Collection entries
****************************************
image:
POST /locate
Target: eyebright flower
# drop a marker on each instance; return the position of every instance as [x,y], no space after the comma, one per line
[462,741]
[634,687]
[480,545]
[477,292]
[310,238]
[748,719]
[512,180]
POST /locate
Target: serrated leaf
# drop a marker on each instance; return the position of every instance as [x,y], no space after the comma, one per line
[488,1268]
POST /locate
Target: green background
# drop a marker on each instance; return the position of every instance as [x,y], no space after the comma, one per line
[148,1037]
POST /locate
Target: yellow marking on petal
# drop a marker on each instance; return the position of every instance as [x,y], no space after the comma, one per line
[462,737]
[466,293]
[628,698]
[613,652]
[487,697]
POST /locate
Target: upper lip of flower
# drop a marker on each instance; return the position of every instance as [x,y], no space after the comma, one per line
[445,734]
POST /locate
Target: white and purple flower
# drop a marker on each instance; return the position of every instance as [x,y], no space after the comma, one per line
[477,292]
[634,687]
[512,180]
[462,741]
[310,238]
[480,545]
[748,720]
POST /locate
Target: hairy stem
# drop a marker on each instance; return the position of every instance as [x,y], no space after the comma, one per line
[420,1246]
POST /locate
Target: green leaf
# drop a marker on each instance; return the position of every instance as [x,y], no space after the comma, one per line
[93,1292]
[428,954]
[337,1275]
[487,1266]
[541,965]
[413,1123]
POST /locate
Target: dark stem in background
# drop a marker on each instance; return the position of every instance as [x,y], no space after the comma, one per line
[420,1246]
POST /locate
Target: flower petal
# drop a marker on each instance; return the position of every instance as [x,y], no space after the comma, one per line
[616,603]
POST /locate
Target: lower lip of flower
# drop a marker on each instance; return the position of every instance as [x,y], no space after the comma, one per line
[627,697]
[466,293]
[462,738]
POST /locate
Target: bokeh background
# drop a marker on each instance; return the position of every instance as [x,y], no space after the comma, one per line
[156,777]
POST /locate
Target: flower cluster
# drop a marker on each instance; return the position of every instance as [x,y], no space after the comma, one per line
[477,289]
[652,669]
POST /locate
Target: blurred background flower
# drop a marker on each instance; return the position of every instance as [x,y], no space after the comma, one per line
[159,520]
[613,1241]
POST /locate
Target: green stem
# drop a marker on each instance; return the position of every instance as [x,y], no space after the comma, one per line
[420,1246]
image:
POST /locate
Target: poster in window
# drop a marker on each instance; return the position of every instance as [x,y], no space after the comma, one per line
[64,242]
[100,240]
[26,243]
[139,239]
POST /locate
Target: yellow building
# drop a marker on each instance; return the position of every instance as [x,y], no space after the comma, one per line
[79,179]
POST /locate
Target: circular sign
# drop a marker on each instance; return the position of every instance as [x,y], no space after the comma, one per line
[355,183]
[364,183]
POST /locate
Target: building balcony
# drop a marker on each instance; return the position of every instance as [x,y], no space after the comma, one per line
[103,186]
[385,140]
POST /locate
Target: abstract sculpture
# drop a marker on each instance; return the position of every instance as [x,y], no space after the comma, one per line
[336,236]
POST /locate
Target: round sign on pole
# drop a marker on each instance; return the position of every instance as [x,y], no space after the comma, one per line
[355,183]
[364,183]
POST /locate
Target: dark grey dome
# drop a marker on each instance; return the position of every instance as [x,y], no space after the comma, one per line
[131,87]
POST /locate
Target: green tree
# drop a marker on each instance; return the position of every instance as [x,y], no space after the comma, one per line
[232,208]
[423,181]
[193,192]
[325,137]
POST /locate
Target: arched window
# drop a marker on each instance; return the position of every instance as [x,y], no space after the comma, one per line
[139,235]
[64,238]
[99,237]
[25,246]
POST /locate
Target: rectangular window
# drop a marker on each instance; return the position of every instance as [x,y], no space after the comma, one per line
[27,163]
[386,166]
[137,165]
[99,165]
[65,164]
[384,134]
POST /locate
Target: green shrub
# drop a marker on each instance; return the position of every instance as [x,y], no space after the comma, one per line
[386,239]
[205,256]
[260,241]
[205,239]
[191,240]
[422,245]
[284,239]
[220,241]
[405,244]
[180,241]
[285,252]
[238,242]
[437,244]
****************************************
→ **Work instruction**:
In the entries above, one line contains "Target: abstract sculpture" and another contains "Target: round sign on pole". Reproduce exactly those two lines and the lines between them, nothing else.

→ **Exercise answer**:
Target: abstract sculpture
# drop a marker on each instance; return the position of every instance as [x,y], no space after the comma, one per line
[336,236]
POST /locate
Target: round sign on pole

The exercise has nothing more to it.